Dane wejściowe:

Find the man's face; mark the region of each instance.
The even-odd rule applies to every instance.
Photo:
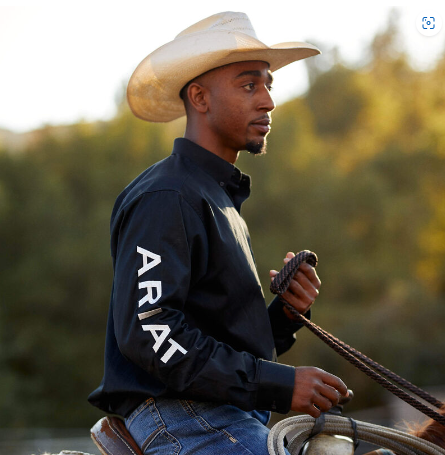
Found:
[[[275,108],[269,65],[233,63],[207,73],[202,83],[209,90],[208,125],[221,145],[236,152],[264,153]]]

Treść zadania: Czy możesz przepisać powyższe wiersze, zamieniając „even-odd” na „nonzero”? Pomiń obrazy i nie zmieniaj niczego więcej.

Wykonane zadanie:
Find the man's face; mark the region of each instance.
The nonzero rule applies to every instance.
Photo:
Found:
[[[275,108],[269,65],[233,63],[207,73],[202,83],[209,90],[208,125],[221,145],[236,152],[264,153]]]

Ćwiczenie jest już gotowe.